*** Opening EXCERPTED RECORDS ***
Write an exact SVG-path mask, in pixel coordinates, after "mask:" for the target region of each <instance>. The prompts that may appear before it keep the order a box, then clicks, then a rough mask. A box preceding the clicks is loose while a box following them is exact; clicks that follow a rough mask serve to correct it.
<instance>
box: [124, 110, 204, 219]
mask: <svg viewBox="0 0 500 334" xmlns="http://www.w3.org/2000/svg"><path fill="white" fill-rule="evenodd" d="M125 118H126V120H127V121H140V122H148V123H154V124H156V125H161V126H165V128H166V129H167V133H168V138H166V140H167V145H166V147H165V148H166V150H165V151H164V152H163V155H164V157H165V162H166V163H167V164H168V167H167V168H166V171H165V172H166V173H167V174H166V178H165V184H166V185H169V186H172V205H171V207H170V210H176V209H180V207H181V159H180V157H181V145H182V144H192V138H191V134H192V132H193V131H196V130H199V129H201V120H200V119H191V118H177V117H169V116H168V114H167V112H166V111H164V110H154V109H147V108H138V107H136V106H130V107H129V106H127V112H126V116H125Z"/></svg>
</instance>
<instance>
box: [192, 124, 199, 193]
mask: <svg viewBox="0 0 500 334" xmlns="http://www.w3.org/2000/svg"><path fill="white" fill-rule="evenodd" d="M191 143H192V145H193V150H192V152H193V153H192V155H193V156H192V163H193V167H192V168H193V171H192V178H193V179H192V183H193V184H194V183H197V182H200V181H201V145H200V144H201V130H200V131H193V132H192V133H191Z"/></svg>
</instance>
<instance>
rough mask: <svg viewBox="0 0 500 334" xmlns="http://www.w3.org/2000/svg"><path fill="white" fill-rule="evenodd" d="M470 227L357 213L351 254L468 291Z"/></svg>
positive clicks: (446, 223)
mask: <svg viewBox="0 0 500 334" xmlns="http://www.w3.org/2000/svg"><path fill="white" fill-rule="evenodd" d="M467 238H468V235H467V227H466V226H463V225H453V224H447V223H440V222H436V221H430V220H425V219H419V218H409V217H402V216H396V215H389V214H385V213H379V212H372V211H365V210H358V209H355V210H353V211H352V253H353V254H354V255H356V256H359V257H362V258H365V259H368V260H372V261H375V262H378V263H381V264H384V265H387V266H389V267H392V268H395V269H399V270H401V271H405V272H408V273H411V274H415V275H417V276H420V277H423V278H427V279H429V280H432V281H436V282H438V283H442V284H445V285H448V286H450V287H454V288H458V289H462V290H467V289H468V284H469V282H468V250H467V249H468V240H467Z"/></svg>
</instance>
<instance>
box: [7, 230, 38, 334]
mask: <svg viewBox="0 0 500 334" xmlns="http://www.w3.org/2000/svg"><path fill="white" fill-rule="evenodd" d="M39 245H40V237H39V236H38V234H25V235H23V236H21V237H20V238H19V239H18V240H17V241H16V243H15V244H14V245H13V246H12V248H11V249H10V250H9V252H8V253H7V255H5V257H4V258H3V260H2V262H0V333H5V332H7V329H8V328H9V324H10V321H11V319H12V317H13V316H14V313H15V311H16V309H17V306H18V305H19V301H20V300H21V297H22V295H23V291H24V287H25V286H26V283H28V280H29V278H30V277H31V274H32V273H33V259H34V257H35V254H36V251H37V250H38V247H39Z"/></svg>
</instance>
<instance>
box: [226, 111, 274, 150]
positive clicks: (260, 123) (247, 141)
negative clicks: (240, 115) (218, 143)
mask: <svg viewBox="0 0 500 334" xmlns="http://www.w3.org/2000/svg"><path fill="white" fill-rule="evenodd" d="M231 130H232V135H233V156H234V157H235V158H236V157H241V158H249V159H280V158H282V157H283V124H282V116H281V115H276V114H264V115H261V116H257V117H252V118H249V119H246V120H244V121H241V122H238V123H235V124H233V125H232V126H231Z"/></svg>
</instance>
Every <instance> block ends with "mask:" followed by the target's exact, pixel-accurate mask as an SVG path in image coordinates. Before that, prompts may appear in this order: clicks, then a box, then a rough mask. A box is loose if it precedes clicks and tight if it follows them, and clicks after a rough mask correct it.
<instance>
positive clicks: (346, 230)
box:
*** Closing EXCERPTED RECORDS ***
**WHAT YOU ARE ASKED TO DO**
Rewrite every line of all the records above as a numbered list, one line per item, and leave out any blank lines.

**RESULT OF THE TASK**
1. Write an exact SVG-path mask, in pixel coordinates, after "mask:" for the target region of each <instance>. The prompts that may appear before it keep the order a box, then clicks, then a rough mask. A box preceding the clicks is loose while a box following them is exact; clicks that follow a rough mask serve to correct it.
2. <instance>
3. box: [124, 110, 204, 219]
4. mask: <svg viewBox="0 0 500 334" xmlns="http://www.w3.org/2000/svg"><path fill="white" fill-rule="evenodd" d="M125 118H126V120H127V121H140V122H148V123H154V124H156V125H161V126H165V128H166V129H167V133H168V138H166V140H167V145H166V147H165V148H166V150H165V151H164V152H163V155H164V157H165V162H166V163H167V164H168V167H167V168H166V171H165V172H166V173H167V174H166V178H165V184H166V185H169V186H172V205H171V207H170V210H176V209H180V207H181V159H180V157H181V145H182V144H192V138H191V134H192V132H193V131H196V130H199V129H201V120H200V119H191V118H177V117H169V116H168V114H167V112H166V111H164V110H154V109H147V108H138V107H136V106H130V107H129V106H127V112H126V116H125Z"/></svg>
5. </instance>
6. <instance>
7. box: [192, 124, 199, 193]
8. mask: <svg viewBox="0 0 500 334" xmlns="http://www.w3.org/2000/svg"><path fill="white" fill-rule="evenodd" d="M191 143H192V145H193V150H192V152H193V153H192V155H193V156H192V163H193V167H192V168H193V171H192V178H193V179H192V183H193V184H194V183H197V182H200V181H201V145H200V144H201V130H200V131H193V132H192V133H191Z"/></svg>
9. </instance>
10. <instance>
11. rough mask: <svg viewBox="0 0 500 334" xmlns="http://www.w3.org/2000/svg"><path fill="white" fill-rule="evenodd" d="M470 227L357 213L351 254L468 291Z"/></svg>
12. positive clicks: (446, 223)
13. mask: <svg viewBox="0 0 500 334" xmlns="http://www.w3.org/2000/svg"><path fill="white" fill-rule="evenodd" d="M467 238H468V235H467V227H466V226H463V225H453V224H447V223H440V222H436V221H430V220H425V219H419V218H409V217H402V216H396V215H389V214H385V213H379V212H372V211H365V210H358V209H355V210H353V211H352V253H353V254H354V255H356V256H359V257H362V258H365V259H368V260H372V261H375V262H378V263H381V264H384V265H387V266H389V267H392V268H395V269H399V270H401V271H405V272H408V273H411V274H415V275H417V276H420V277H423V278H427V279H429V280H432V281H436V282H438V283H442V284H445V285H448V286H450V287H454V288H458V289H462V290H467V289H468V284H469V282H468V250H467V249H468V240H467Z"/></svg>
14. </instance>
15. <instance>
16. box: [7, 230, 38, 334]
17. mask: <svg viewBox="0 0 500 334" xmlns="http://www.w3.org/2000/svg"><path fill="white" fill-rule="evenodd" d="M39 245H40V237H39V236H38V234H25V235H23V236H21V237H20V238H19V239H18V240H17V241H16V243H15V244H14V245H13V246H12V248H11V249H10V250H9V252H8V253H7V255H5V257H4V258H3V260H2V262H0V333H5V332H7V329H8V328H9V324H10V321H11V319H12V317H13V316H14V313H15V311H16V309H17V306H18V305H19V301H20V300H21V297H22V295H23V291H24V287H25V286H26V283H28V280H29V278H30V277H31V274H32V273H33V259H34V257H35V254H36V251H37V250H38V247H39Z"/></svg>
18. </instance>
19. <instance>
20. box: [226, 111, 274, 150]
21. positive clicks: (260, 123) (247, 141)
22. negative clicks: (240, 115) (218, 143)
23. mask: <svg viewBox="0 0 500 334" xmlns="http://www.w3.org/2000/svg"><path fill="white" fill-rule="evenodd" d="M231 130H232V135H233V156H234V157H235V158H236V157H241V158H249V159H280V158H282V157H283V124H282V116H281V115H276V114H264V115H261V116H257V117H252V118H249V119H246V120H244V121H241V122H238V123H235V124H233V125H232V126H231Z"/></svg>
24. </instance>
25. Every <instance> block ends with "mask:" followed by the target's exact, pixel-accurate mask as an SVG path in image coordinates. Before that, prompts may appear in this order: clicks, then a box, then a rough mask. A box is loose if it precedes clicks and tight if it follows them, and clicks after a rough mask correct it.
26. <instance>
27. positive clicks: (346, 230)
28. box:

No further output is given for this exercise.